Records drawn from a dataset
-- Opening Marker --

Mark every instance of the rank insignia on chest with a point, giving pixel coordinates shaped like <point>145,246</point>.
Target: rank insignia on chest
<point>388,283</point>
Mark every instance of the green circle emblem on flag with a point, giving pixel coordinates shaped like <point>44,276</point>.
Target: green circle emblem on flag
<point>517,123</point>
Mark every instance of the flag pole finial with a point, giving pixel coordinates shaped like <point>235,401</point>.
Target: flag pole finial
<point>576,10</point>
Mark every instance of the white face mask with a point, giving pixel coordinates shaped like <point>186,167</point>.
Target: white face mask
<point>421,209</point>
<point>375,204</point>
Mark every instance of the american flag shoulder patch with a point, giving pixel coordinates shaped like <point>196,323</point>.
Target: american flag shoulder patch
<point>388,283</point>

-- Closing Marker --

_PROBLEM_.
Take the line holding "Mark every instance of the green" and the lines after it through the end of the entries. Retype them exactly and add nothing.

_RESPONSE AREA_.
Mark every instance of the green circle emblem on flag with a point, giving pixel coordinates shaped like <point>44,276</point>.
Target: green circle emblem on flag
<point>517,123</point>
Mark every instance of the flag pole finial with a point, giving pixel coordinates shaped like <point>235,401</point>.
Target: flag pole finial
<point>576,10</point>
Mark every instance of the white face mask with a point, giving pixel coordinates shaped like <point>186,167</point>.
Target: white face mask
<point>421,209</point>
<point>375,204</point>
Mark every instance of the american flag shoulder patch with a point, giving pixel coordinates shaped like <point>196,323</point>.
Target: american flag shoulder patch
<point>388,283</point>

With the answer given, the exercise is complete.